■ PETUNJUK DAN KETENTUAN
Jawablah pertanyaan berikut berdasarkan teks yang disediakan.
(a) Pada tahun berapa Dalai Lama kelima meninggal?
(b) Berapa lama para biksu merahasiakan kematian Dalai Lama kelima?
(c) Ke negara mana Tenzin Gyatso melarikan diri?

■ TEKS YANG DISEDIAKAN
◆ ◆ ◆ ◆ ◆

Dalai Lama kelima tidak hidup cukup lama untuk melihat istana ini selesai dibangun, karena ia meninggal pada tahun 1682.
Para biksu lain khawatir kematian Dalai Lama akan menyebabkan proyek tersebut ditinggalkan.
Mereka memutuskan untuk merahasiakan kematian Dalai Lama selama sepuluh tahun, sampai Istana Merah selesai dibangun. Sementara itu, seorang biksu yang mirip dengannya digunakan untuk menyamar sebagai mendiang Dalai Lama.
Dilansir dari Ancient Origins, pada tahun 1959 terjadi pemberontakan Tibet melawan pemerintah Tiongkok. Pemberontakan mengalami kegagalan sehingga Dalai Lama keempat belas, Tenzin Gyatso, melarikan diri ke India.

◆ ◆ ◆ ◆ ◆

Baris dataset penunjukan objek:
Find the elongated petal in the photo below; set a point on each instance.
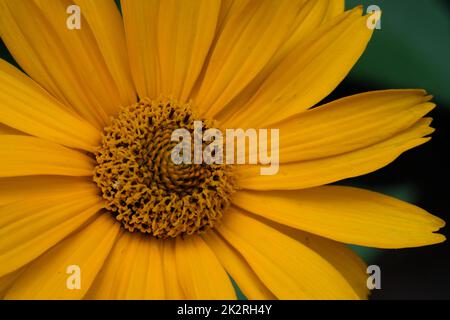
(29, 108)
(30, 227)
(307, 174)
(250, 35)
(8, 280)
(238, 268)
(106, 24)
(200, 274)
(172, 287)
(141, 30)
(312, 15)
(347, 262)
(288, 268)
(348, 215)
(49, 276)
(132, 271)
(68, 63)
(309, 73)
(28, 187)
(23, 155)
(7, 130)
(185, 32)
(350, 124)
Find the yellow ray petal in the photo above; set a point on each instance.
(238, 268)
(185, 33)
(68, 63)
(334, 8)
(132, 271)
(30, 227)
(200, 274)
(23, 155)
(173, 289)
(251, 34)
(28, 187)
(48, 277)
(106, 24)
(318, 172)
(347, 262)
(139, 17)
(310, 71)
(29, 108)
(7, 130)
(348, 215)
(351, 123)
(288, 268)
(312, 14)
(8, 280)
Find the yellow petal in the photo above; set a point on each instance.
(185, 33)
(351, 123)
(106, 24)
(348, 215)
(307, 174)
(309, 73)
(251, 34)
(172, 284)
(68, 63)
(31, 187)
(29, 108)
(139, 17)
(30, 227)
(8, 280)
(312, 15)
(23, 155)
(132, 271)
(288, 268)
(7, 130)
(49, 276)
(238, 268)
(347, 262)
(200, 274)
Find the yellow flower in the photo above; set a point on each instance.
(95, 107)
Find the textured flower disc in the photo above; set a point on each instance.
(143, 188)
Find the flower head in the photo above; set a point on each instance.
(87, 178)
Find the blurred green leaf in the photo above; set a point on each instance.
(412, 48)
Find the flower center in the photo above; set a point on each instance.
(143, 188)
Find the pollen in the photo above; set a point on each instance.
(141, 185)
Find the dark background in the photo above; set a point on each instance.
(410, 51)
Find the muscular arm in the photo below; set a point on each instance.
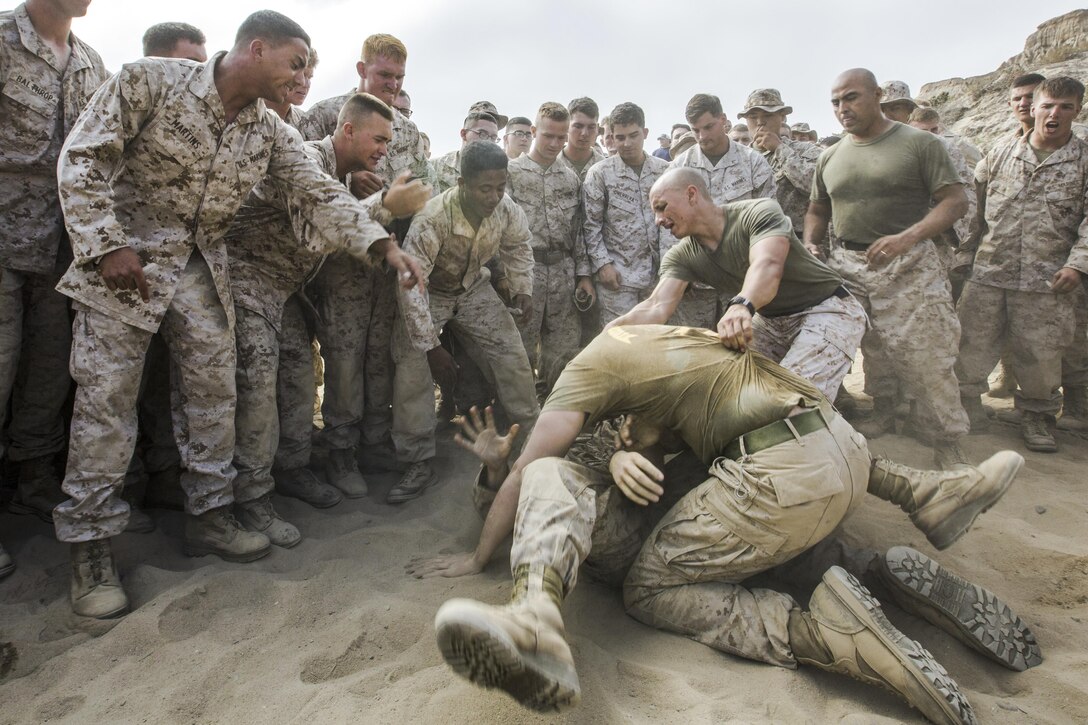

◆ ◆ ◆ ◆ ◆

■ JAWABAN YANG DIHARAPKAN
(a) Dalai Lama kelima meninggal pada tahun 1682.
(b) Para biksu merahasiakan kematiannya selama sepuluh tahun, sampai Istana Merah selesai dibangun.
(c) Tenzin Gyatso melarikan diri ke India.